Can you quote every one of the records below word for word, line by line, without changing anything?
***
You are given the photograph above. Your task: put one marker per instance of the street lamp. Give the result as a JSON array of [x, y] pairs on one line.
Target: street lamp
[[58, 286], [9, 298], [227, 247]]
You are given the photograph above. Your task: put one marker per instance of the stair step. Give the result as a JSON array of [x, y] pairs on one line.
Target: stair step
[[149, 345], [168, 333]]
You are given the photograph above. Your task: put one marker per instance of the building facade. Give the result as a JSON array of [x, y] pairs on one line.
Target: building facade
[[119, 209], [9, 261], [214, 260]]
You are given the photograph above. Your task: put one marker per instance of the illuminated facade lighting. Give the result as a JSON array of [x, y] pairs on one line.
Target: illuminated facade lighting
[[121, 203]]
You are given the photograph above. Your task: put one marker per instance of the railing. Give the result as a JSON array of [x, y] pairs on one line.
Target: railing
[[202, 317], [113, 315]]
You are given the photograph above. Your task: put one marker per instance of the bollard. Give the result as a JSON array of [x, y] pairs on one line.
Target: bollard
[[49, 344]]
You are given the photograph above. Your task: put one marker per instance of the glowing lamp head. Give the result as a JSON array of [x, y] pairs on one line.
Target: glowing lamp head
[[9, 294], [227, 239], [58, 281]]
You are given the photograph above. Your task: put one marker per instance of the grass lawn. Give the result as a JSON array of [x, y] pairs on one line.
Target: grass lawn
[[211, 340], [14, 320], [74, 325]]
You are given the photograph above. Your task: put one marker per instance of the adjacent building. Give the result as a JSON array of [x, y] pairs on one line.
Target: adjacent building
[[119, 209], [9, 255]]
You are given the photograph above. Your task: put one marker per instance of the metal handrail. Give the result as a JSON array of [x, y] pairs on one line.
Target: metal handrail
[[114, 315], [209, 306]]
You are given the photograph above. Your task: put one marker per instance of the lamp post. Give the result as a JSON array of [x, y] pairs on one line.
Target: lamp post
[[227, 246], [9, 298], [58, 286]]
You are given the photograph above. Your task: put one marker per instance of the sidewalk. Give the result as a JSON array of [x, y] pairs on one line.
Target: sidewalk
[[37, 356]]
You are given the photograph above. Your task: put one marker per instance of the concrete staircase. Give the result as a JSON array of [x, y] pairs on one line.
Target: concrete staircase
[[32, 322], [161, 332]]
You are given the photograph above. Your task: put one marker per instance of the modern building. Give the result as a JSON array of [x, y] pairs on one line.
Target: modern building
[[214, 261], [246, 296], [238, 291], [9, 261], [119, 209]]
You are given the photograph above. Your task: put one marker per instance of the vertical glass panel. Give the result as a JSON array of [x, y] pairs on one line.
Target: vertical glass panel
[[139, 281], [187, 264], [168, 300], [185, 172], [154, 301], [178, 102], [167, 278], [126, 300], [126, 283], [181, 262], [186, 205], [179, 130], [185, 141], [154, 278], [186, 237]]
***
**COMPLETED EXERCISE**
You are given the photograph above. Your task: put one marker per instance of the street lamp. Give the result as a JSON array of [x, y] pairs on one line.
Target: street lamp
[[58, 286], [9, 298], [227, 247]]
You are given the photograph above. Your task: put one marker per instance of the stair step. Give the result as a JSON array of [x, y] pairs on one line.
Target: stair step
[[149, 345], [168, 333]]
You are given the photograph above. Your task: put one marker per instance of the building facade. Give the result as a JSON array of [x, y] pairs on one line.
Target: building facade
[[119, 209], [9, 261], [214, 260]]
You are given the photograph above. Your task: put one marker per instance of the illuminated facade lighting. Give the result as a JSON array of [x, y] pairs on one line.
Target: illuminated facade lighting
[[121, 203]]
You are given the photograph above. Your task: put one marker per instance of the railing. Give the result as a JSON array of [x, y] pairs on one line.
Target: railing
[[202, 317], [113, 315]]
You are given the photograph above. Your task: put one marker per instance of the bollard. Give the result as a JSON array of [x, y] pairs on one line.
Target: bollard
[[49, 344]]
You are given the photograph above. Your task: put one marker per instance of the glowing lamp head. Give the result as a JSON array of [x, y] pairs on one line.
Target: glowing lamp head
[[9, 294], [227, 239], [58, 281]]
You are given the photograph above. Your task: put one marker per instance of the grass lawn. Give the result as a JSON array of [x, y] pairs on one line.
Target: grass lawn
[[211, 340], [14, 320], [74, 325]]
You are given the photograph above. Your task: put one marker per instance of the adjacent building. Give the result as a JSON array of [x, y] pairs on one line.
Target: adjacent building
[[119, 209], [9, 255]]
You are given the photograph above. Your task: put one marker per instance of the metal handrail. Give the result as a JSON array of [x, y] pairs on one line.
Target: metal handrail
[[114, 315], [209, 306]]
You are given the photograph above. Your task: put one marker per instance of the lamp post. Give the result as a JSON array of [x, y] pairs on one line.
Target: lamp post
[[227, 246], [9, 298], [58, 286]]
You are given the photograph above. Your task: put one marker per instance of the sidewalk. Give the result as a JSON array of [x, y] pairs on one line.
Target: sidewalk
[[37, 356]]
You are given the photograph above. Your task: put one marker per instance of the concrete staircase. Give the result as a JSON array of [x, y] pairs on one line.
Target: concrete staircase
[[32, 322], [161, 332]]
You are given the photograph above. Your task: put one marker per instance of the modern building. Give the result as a JSON array of [x, y] pairs on one line.
Target: modern building
[[214, 261], [246, 296], [238, 291], [9, 261], [119, 209]]
You are given the photograph above. Your task: put one marker per instance of the vertical glass panel. Give the result as a JSON array of [x, y] pairs on one line.
Target: vertical glass panel
[[139, 281], [187, 264], [168, 300], [185, 172], [154, 301], [178, 102], [167, 278], [126, 300], [126, 283], [181, 262], [186, 205], [179, 130], [185, 141], [154, 278], [186, 237]]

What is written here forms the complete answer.